Below are records to be output exactly, every one of them.

→ **Dataset content**:
"""

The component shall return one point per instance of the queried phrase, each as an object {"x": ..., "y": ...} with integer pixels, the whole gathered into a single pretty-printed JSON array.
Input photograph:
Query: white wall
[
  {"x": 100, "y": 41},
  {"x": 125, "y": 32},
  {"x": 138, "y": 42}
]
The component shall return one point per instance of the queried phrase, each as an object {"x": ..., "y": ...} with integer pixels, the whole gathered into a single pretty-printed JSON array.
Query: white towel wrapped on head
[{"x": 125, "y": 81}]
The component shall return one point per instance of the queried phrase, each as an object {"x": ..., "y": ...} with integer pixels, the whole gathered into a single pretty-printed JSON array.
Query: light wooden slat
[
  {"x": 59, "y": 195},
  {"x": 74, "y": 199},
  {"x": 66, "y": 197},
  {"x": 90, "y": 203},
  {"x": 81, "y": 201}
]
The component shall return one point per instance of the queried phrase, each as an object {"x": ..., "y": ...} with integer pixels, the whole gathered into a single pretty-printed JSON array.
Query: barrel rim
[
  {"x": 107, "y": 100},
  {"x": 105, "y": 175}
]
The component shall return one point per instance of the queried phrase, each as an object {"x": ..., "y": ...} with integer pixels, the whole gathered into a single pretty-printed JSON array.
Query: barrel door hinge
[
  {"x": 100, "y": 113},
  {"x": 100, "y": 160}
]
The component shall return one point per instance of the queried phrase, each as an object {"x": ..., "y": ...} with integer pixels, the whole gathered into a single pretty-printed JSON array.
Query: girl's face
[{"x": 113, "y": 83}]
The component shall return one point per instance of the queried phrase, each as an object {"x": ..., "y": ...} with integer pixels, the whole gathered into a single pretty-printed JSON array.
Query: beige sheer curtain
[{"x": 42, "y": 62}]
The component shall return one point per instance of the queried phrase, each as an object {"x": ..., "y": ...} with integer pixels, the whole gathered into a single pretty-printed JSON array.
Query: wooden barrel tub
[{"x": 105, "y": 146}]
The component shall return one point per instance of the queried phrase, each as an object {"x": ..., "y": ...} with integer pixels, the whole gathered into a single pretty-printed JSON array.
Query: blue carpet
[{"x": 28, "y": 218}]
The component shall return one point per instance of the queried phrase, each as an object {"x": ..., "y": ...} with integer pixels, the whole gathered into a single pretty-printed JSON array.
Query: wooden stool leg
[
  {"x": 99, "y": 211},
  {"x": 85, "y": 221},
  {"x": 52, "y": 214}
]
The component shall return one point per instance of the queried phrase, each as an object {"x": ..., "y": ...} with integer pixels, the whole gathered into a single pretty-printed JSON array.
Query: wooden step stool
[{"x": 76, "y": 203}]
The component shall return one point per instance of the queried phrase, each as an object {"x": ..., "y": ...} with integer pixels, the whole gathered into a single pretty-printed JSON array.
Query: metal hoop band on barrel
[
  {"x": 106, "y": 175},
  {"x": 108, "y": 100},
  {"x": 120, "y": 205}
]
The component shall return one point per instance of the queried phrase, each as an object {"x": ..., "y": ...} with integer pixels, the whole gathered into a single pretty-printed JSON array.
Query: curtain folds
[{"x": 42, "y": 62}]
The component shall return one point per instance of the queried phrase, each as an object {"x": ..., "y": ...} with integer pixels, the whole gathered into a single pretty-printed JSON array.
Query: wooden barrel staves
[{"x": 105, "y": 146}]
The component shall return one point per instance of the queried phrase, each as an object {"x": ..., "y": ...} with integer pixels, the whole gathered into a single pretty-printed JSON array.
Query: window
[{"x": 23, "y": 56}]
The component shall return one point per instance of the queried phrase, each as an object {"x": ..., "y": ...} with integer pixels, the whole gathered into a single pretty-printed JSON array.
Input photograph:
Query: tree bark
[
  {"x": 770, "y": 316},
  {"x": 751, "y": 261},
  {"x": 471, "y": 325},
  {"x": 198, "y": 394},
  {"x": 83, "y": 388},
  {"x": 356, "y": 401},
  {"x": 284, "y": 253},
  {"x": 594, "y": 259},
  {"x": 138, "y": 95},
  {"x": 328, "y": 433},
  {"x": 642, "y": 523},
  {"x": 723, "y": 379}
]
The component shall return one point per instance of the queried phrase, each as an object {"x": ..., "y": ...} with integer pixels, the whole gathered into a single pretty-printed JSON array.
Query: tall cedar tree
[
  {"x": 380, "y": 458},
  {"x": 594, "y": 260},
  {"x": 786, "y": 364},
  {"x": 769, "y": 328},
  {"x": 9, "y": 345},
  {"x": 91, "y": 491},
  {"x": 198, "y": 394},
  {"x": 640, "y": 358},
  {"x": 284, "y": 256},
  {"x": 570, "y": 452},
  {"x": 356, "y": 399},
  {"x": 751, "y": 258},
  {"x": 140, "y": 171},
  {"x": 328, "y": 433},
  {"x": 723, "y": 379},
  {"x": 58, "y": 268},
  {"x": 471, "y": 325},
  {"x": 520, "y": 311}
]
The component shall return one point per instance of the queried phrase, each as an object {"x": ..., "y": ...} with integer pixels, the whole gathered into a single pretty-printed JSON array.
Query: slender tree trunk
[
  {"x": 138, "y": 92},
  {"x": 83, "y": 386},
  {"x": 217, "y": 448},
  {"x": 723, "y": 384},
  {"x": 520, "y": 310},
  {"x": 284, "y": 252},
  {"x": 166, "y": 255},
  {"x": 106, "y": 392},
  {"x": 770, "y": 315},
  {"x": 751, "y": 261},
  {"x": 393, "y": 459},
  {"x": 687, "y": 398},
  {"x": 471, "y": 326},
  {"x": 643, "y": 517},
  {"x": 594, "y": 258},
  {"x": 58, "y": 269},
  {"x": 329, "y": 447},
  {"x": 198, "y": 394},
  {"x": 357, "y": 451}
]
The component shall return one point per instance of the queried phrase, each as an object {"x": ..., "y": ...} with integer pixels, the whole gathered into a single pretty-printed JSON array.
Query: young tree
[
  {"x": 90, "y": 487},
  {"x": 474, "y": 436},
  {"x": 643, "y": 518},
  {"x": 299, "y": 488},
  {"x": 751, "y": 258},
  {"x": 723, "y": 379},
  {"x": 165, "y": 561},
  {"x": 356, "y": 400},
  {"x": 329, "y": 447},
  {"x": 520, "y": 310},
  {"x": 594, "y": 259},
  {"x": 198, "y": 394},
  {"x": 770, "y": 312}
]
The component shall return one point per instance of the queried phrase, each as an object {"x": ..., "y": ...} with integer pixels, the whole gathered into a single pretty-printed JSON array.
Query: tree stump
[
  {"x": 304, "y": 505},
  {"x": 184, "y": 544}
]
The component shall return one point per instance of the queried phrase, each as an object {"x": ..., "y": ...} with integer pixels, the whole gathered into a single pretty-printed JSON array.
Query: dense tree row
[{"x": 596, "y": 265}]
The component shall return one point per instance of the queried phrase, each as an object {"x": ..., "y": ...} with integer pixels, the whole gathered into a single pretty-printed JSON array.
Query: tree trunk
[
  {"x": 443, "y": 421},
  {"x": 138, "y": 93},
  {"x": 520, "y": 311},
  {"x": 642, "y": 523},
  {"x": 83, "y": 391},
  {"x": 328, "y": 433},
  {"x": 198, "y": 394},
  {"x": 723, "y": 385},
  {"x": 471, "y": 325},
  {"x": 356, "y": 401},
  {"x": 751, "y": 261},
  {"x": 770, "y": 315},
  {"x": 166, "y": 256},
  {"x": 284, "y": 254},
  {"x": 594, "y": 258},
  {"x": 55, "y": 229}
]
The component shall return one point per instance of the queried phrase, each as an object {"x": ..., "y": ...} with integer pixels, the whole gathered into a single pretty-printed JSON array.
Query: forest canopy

"""

→ **Result of the task**:
The component shall return one point per instance of the queried phrase, each as an object {"x": ..., "y": ...} with integer pixels, the whole gathered into a single pretty-printed JSON array.
Input photograph:
Query: white wall
[
  {"x": 100, "y": 41},
  {"x": 125, "y": 32},
  {"x": 138, "y": 42}
]
The component shall return one point per instance of the queried phrase, each as an object {"x": ..., "y": ...} with integer pixels, the whole gathered into a single pretty-printed JSON array.
Query: white towel wrapped on head
[{"x": 125, "y": 81}]
The component shall return one point per instance of the queried phrase, each as an object {"x": ..., "y": ...} with integer pixels, the whole gathered into a single pretty-printed JSON array.
Query: light wooden slat
[
  {"x": 59, "y": 195},
  {"x": 74, "y": 199},
  {"x": 66, "y": 197},
  {"x": 90, "y": 203},
  {"x": 81, "y": 201}
]
The component shall return one point per instance of the queried phrase, each as an object {"x": ..., "y": ...} with integer pixels, the whole gathered into a single pretty-printed JSON array.
Query: barrel rim
[
  {"x": 107, "y": 100},
  {"x": 105, "y": 175}
]
The component shall return one point per instance of the queried phrase, each as an object {"x": ..., "y": ...} with integer pixels, the whole gathered into a single pretty-printed JSON array.
Query: barrel door hinge
[
  {"x": 100, "y": 113},
  {"x": 100, "y": 160}
]
The component shall return one point per instance of the queried phrase, each as an object {"x": ..., "y": ...} with integer pixels, the whole gathered into a single pretty-printed JSON array.
Query: girl's face
[{"x": 113, "y": 83}]
The component shall return one point per instance of the queried phrase, each as an object {"x": ..., "y": ...} with integer pixels, the whole gathered into a single pretty-printed JSON array.
Query: beige sheer curtain
[{"x": 42, "y": 62}]
The component shall return one point per instance of the queried phrase, each as an object {"x": ..., "y": ...} with integer pixels, the whole gathered into a single pretty-printed JSON array.
Query: wooden barrel tub
[{"x": 105, "y": 146}]
The component shall return one point per instance of the queried phrase, each as an object {"x": ..., "y": ...} with integer pixels, the whole gathered into a single pretty-printed JSON array.
Query: blue carpet
[{"x": 28, "y": 218}]
The component shall return one point per instance of the queried phrase, each as an object {"x": ..., "y": ...} with integer pixels, the whole gathered into a single pretty-printed JSON array.
Query: wooden stool leg
[
  {"x": 99, "y": 211},
  {"x": 85, "y": 221},
  {"x": 52, "y": 214}
]
The component shall return one point per instance of the queried phrase, each as an object {"x": ..., "y": ...} with integer pixels, the whole gathered into a single pretty-printed JSON array.
Query: wooden step stool
[{"x": 76, "y": 203}]
The component shall return one point per instance of the queried phrase, each as an object {"x": ..., "y": ...} with integer pixels, the whole gathered into a single pretty-printed JSON array.
Query: metal hoop band on barrel
[
  {"x": 106, "y": 175},
  {"x": 108, "y": 100},
  {"x": 120, "y": 205}
]
The component shall return one point per instance of the queried phrase, each as an object {"x": ..., "y": ...} with integer pixels, the whole gathered into a single pretty-printed JSON array.
Query: curtain folds
[{"x": 42, "y": 62}]
The component shall return one point per instance of the queried phrase, each as an object {"x": ..., "y": ...} with integer pixels, the whole gathered into a single pretty-printed JSON array.
Query: wooden barrel staves
[{"x": 105, "y": 146}]
The component shall return one point per instance of the queried phrase, each as an object {"x": ..., "y": ...} with integer pixels, the whole gathered into a single pretty-printed JSON array.
Query: window
[{"x": 23, "y": 56}]
The component shall return one point per instance of the queried phrase, each as an object {"x": ..., "y": ...} with integer pixels, the whole gathered into a single pretty-printed JSON array.
Input photograph:
Query: tree bark
[
  {"x": 770, "y": 316},
  {"x": 751, "y": 261},
  {"x": 471, "y": 325},
  {"x": 198, "y": 394},
  {"x": 83, "y": 388},
  {"x": 356, "y": 401},
  {"x": 284, "y": 253},
  {"x": 594, "y": 259},
  {"x": 138, "y": 95},
  {"x": 328, "y": 433},
  {"x": 642, "y": 523},
  {"x": 723, "y": 379}
]
The component shall return one point per instance of the queried phrase, each as an object {"x": ..., "y": ...} with integer pixels, the whole gathered into a single pretty-printed JSON array.
Query: tall cedar tree
[
  {"x": 380, "y": 458},
  {"x": 594, "y": 260},
  {"x": 786, "y": 364},
  {"x": 769, "y": 328},
  {"x": 9, "y": 345},
  {"x": 91, "y": 491},
  {"x": 198, "y": 394},
  {"x": 640, "y": 358},
  {"x": 284, "y": 256},
  {"x": 570, "y": 452},
  {"x": 356, "y": 399},
  {"x": 751, "y": 258},
  {"x": 140, "y": 171},
  {"x": 328, "y": 433},
  {"x": 723, "y": 379},
  {"x": 58, "y": 268},
  {"x": 471, "y": 325},
  {"x": 520, "y": 311}
]
The component shall return one point per instance of the queried phrase, each as an object {"x": ..., "y": ...} with integer pixels, the whole gathered into a single pretty-printed JSON array.
Query: slender tree trunk
[
  {"x": 138, "y": 92},
  {"x": 83, "y": 386},
  {"x": 217, "y": 448},
  {"x": 723, "y": 384},
  {"x": 520, "y": 310},
  {"x": 284, "y": 252},
  {"x": 166, "y": 255},
  {"x": 106, "y": 392},
  {"x": 770, "y": 315},
  {"x": 751, "y": 261},
  {"x": 393, "y": 459},
  {"x": 687, "y": 398},
  {"x": 471, "y": 326},
  {"x": 643, "y": 517},
  {"x": 594, "y": 258},
  {"x": 58, "y": 269},
  {"x": 329, "y": 447},
  {"x": 198, "y": 394},
  {"x": 357, "y": 451}
]
The component shall return one point per instance of the queried phrase, each as an object {"x": ..., "y": ...} with integer pixels, the whole gathered into a single pretty-printed JSON array.
Query: young tree
[
  {"x": 90, "y": 487},
  {"x": 474, "y": 436},
  {"x": 643, "y": 518},
  {"x": 299, "y": 488},
  {"x": 751, "y": 258},
  {"x": 723, "y": 379},
  {"x": 165, "y": 561},
  {"x": 356, "y": 400},
  {"x": 329, "y": 447},
  {"x": 520, "y": 310},
  {"x": 594, "y": 259},
  {"x": 198, "y": 394},
  {"x": 770, "y": 312}
]
The component shall return one point per instance of the queried phrase, each as an object {"x": ..., "y": ...} with integer pixels, the whole gathered into a single pretty-printed JSON array.
Query: tree stump
[
  {"x": 304, "y": 505},
  {"x": 184, "y": 544}
]
The component shall return one point per instance of the queried phrase, each as an object {"x": ..., "y": ...} with integer pixels, the whole gathered into a single pretty-printed JSON array.
Query: dense tree row
[{"x": 596, "y": 265}]
The component shall return one point per instance of the queried phrase, each as an object {"x": ..., "y": ...} with integer pixels, the whole gathered into a single pretty-printed JSON array.
Query: tree trunk
[
  {"x": 443, "y": 421},
  {"x": 138, "y": 93},
  {"x": 520, "y": 311},
  {"x": 642, "y": 523},
  {"x": 83, "y": 391},
  {"x": 328, "y": 433},
  {"x": 198, "y": 394},
  {"x": 723, "y": 385},
  {"x": 471, "y": 325},
  {"x": 356, "y": 401},
  {"x": 751, "y": 261},
  {"x": 770, "y": 315},
  {"x": 166, "y": 256},
  {"x": 284, "y": 254},
  {"x": 594, "y": 258},
  {"x": 55, "y": 229}
]
The component shall return one point per instance of the queried phrase, each as an object {"x": ..., "y": ...} with integer pixels, the whole gathered into a single pretty-printed JSON array.
Query: forest canopy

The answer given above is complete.